◆ Problem statement
Reproduce the records below from the line with "Task: find the white" up to and including the line with "point(344, 301)", keeping the request line unchanged, and shift every point coordinate in the answers by subtracting 13 from each x and y value.

-- begin Data extract --

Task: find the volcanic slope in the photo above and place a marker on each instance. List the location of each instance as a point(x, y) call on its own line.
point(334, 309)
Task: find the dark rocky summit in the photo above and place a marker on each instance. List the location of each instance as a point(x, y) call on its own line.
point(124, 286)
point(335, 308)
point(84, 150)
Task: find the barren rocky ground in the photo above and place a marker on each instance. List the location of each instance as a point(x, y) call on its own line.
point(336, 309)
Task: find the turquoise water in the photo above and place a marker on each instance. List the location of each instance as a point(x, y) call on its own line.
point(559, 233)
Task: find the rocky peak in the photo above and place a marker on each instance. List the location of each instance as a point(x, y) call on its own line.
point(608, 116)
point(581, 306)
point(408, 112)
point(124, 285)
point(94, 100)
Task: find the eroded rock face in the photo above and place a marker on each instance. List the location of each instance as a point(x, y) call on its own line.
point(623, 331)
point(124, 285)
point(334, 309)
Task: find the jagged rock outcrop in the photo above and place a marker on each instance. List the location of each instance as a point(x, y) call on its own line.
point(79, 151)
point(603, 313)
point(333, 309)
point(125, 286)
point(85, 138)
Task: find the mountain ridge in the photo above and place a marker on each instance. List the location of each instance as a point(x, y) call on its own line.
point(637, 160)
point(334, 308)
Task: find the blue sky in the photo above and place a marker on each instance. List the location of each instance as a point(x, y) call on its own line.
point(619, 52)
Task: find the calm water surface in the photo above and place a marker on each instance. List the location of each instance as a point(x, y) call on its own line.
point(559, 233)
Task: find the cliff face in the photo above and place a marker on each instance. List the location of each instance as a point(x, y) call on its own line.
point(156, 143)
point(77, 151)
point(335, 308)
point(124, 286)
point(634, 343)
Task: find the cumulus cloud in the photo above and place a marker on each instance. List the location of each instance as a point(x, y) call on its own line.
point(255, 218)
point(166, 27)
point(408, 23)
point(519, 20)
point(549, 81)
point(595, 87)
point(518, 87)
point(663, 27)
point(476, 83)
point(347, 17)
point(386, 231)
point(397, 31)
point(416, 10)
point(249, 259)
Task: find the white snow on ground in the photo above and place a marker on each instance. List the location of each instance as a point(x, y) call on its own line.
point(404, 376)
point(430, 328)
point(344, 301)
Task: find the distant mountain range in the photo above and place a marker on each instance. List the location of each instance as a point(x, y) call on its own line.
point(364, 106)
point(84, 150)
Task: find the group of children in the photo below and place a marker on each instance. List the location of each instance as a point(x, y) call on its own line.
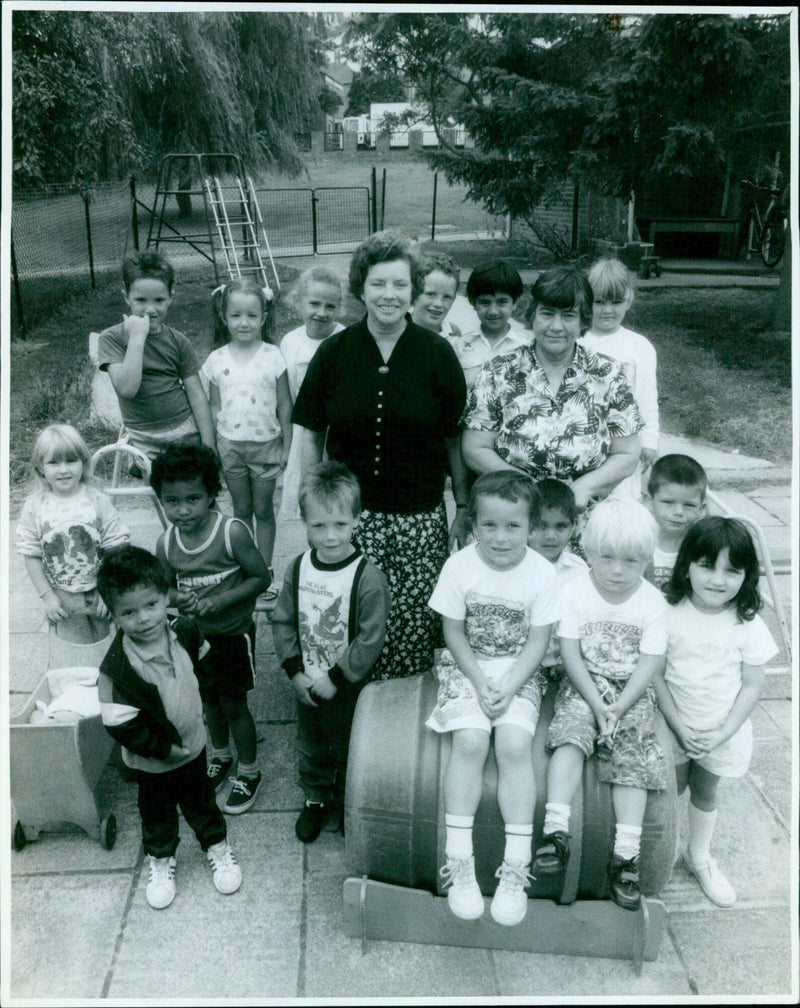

-- end Data extract --

◆ Task output
Task: find the white snow on ground in the photo above and place a marker on each instance. List the location of each instance as a point(x, y) call on its own line.
point(391, 363)
point(417, 315)
point(331, 288)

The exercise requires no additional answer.